_Page text:_
▬▬▬

[PT2E][Quant] prepare_pt2e model with tied weights will raise ValueError when using export_for_training

@chauhang

🐛 Describe the bug

After replacing the export API from capture_pre_autograd_graph to export_for_training, We got a ValueError: Linear partition cannot have more than one output node.

We tested with opt-125, which tied the lm_head.weight to the decoder.embed_tokens.weight. The previous export API creates two separate nodes for embedding and lm_head, while the new export API creates a single node.

Here are the export graphs for your reference.

w/ capture_pre_autograd_graph

W1204 00:25:55.768000 4063995 site-packages/torch/_export/__init__.py:64] +============================+
W1204 00:25:55.769000 4063995 site-packages/torch/_export/__init__.py:65] |     !!!   WARNING   !!!    |
W1204 00:25:55.770000 4063995 site-packages/torch/_export/__init__.py:66] +============================+
W1204 00:25:55.770000 4063995 site-packages/torch/_export/__init__.py:67] capture_pre_autograd_graph() is deprecated and doesn't provide any function guarantee moving forward.
W1204 00:25:55.771000 4063995 site-packages/torch/_export/__init__.py:68] Please switch to use torch.export.export_for_training instead.
class GraphModule(torch.nn.Module):
    def forward(self, input_ids):
        arg0: "i64[2, 9]"; 
    
        arg0, = fx_pytree.tree_flatten_spec(([input_ids], {}), self._in_spec)
        arg0_1 = arg0
        
         # File: /home/xxx/transformers/src/transformers/models/opt/modeling_opt.py:859 in forward, code: input_ids = input_ids.view(-1, input_shape[-1])
        view: "i64[2, 9]" = torch.ops.aten.view.default(arg0_1, [-1, 9]);  arg0_1 = None
        
         # File: /home/xxx/transformers/src/transformers/models/opt/modeling_opt.py:866 in forward, code: inputs_embeds = self.embed_tokens(input_ids)
        _param_constant0: "f32[50272, 768]" = self.lm_head_weight
        embedding: "f32[2, 9, 768]" = torch.ops.aten.embedding.default(_param_constant0, view, 1);  _param_constant0 = view = None
        
        ...
        # File: /home/xxx/transformers/src/transformers/models/opt/modeling_opt.py:1189 in forward, code: logits = self.lm_head(outputs[0]).contiguous()
        _param_constant0_1: "f32[50272, 768]" = self.lm_head_weight
        linear_12: "f32[2, 9, 50272]" = torch.ops.aten.linear.default(layer_norm_4, _param_constant0_1);  layer_norm_4 = _param_constant0_1 = None
        return pytree.tree_unflatten([linear_12, contiguous_1, contiguous_2, contiguous_5, contiguous_6], self._out_spec)

w/ export_for_training

class GraphModule(torch.nn.Module):
    def forward(self, input_ids):
        input_ids: "i64[2, 9]"; 
    
        input_ids, = fx_pytree.tree_flatten_spec(([input_ids], {}), self._in_spec)

▬▬▬

_Record extracts:_
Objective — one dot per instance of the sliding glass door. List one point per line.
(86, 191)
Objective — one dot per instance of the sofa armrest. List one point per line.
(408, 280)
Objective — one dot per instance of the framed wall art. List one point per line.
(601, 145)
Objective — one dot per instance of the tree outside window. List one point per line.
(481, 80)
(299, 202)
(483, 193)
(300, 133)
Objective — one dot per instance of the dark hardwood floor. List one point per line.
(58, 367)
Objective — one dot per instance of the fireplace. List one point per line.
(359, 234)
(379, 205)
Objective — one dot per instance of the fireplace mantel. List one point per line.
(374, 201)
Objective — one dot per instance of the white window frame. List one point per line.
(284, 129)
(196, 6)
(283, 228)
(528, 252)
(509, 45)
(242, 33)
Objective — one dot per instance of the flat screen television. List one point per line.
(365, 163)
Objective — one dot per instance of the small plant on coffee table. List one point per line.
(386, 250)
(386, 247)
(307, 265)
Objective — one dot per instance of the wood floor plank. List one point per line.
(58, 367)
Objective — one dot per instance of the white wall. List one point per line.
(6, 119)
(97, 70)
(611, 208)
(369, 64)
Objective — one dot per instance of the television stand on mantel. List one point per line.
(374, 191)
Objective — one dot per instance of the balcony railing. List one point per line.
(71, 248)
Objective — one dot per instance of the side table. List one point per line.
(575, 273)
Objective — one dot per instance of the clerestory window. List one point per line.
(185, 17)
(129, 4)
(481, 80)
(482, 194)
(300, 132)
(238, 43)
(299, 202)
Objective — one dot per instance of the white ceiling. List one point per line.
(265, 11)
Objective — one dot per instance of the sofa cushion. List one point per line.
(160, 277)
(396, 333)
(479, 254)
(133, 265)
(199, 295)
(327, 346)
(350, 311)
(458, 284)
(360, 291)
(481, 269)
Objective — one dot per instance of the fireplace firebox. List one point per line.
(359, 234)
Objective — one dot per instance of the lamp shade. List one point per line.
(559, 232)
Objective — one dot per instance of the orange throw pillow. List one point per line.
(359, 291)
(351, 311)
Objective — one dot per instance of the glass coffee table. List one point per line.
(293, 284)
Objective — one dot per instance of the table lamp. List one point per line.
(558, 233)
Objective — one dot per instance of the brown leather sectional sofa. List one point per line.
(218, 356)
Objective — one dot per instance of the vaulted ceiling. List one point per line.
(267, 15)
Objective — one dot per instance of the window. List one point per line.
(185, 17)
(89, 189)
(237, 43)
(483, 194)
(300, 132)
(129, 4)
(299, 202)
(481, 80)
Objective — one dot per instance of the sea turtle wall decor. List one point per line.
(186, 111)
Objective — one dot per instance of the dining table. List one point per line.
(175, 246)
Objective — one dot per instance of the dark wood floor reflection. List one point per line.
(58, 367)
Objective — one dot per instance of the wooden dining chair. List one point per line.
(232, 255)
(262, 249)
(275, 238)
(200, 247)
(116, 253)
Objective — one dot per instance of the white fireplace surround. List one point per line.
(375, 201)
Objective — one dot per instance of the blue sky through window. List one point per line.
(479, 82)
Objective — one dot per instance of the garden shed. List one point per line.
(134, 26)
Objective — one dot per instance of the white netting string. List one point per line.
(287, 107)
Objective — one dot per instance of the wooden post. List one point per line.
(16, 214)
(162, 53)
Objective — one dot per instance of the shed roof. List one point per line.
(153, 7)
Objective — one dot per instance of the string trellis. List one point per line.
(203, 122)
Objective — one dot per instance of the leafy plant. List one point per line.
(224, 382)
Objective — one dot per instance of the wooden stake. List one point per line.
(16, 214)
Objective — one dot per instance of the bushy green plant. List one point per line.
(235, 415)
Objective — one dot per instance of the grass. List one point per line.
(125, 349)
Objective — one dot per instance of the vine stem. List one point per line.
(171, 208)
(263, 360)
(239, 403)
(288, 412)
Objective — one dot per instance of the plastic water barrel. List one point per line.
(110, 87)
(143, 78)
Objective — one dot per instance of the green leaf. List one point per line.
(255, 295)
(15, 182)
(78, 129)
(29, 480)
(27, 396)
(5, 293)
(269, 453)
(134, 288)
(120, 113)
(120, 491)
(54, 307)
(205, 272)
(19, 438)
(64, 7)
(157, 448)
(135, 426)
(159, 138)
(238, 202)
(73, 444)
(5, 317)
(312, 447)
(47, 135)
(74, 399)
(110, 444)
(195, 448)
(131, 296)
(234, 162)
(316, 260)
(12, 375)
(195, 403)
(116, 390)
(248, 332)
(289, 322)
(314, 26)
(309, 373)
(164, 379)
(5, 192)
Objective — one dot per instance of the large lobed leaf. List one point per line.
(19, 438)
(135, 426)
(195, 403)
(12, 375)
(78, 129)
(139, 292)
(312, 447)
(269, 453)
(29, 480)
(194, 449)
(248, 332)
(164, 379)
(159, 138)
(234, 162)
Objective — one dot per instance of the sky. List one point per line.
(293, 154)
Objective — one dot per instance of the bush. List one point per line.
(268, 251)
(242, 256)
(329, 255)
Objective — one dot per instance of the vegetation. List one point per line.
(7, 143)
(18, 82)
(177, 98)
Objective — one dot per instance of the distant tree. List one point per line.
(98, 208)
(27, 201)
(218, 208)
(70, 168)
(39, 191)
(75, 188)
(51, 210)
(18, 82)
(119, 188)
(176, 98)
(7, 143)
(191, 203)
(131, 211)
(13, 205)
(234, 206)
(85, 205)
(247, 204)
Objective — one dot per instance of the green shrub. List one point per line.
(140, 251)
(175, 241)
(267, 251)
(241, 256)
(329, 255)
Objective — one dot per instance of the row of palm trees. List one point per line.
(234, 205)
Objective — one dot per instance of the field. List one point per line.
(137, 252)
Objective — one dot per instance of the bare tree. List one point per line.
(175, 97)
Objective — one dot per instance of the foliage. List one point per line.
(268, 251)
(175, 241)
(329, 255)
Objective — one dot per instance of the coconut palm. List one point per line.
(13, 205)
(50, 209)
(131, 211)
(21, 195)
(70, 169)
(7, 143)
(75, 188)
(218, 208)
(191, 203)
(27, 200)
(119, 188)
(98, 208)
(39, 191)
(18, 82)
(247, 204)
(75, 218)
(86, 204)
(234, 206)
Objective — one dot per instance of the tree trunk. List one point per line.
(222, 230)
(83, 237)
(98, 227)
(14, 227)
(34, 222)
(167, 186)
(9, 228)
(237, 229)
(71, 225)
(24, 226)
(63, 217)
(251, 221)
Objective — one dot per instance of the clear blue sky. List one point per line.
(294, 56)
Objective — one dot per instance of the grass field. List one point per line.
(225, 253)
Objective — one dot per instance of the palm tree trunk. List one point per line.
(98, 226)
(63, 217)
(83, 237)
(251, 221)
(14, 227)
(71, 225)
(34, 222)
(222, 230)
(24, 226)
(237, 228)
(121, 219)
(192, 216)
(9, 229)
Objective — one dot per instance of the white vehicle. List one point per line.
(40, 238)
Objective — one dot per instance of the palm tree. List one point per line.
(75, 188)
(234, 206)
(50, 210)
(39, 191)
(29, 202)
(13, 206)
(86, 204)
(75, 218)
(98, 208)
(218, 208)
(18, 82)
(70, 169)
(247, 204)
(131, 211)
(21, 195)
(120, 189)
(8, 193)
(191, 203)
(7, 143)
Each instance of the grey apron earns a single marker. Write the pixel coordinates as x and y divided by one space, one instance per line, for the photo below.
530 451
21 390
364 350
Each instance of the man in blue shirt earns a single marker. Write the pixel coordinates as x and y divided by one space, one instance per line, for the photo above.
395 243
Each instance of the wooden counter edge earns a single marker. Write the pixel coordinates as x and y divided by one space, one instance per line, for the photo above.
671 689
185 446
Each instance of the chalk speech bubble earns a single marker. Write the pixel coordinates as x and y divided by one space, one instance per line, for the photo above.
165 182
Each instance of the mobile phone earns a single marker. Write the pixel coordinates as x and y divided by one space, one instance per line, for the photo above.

▬▬▬

_Given exercise 1:_
In the bug report on prepare_pt2e with tied weights, which weight does the tested model tie lm_head.weight to?
_Given exercise 2:_
Continue the bug report on prepare_pt2e with tied weights, starting after its last line.

_Exercise result 1:_
decoder.embed_tokens.weight

_Exercise result 2:_
        # No stacktrace found for following nodes
        model_decoder_embed_positions_weight: "f32[2050, 768]" = self.model.decoder.embed_positions.weight
        lm_head_weight: "f32[50272, 768]" = self.lm_head.weight;  lm_head_weight = None
        model_decoder_layers_0_self_attn_layer_norm_weight: "f32[768]" = getattr(self.model.decoder.layers, "0").self_attn_layer_norm.weight
        ....
        model_decoder_final_layer_norm_weight: "f32[768]" = self.model.decoder.final_layer_norm.weight
        model_decoder_final_layer_norm_bias: "f32[768]" = self.model.decoder.final_layer_norm.bias
        lm_head_weight_1: "f32[50272, 768]" = self.lm_head.weight
        
         # File: /home/xxx/transformers/src/transformers/models/opt/modeling_opt.py:859 in forward, code: input_ids = input_ids.view(-1, input_shape[-1])
        view: "i64[2, 9]" = torch.ops.aten.view.default(input_ids, [-1, 9]);  input_ids = None
        
         # File: /home/xxx/transformers/src/transformers/models/opt/modeling_opt.py:866 in forward, code: inputs_embeds = self.embed_tokens(input_ids)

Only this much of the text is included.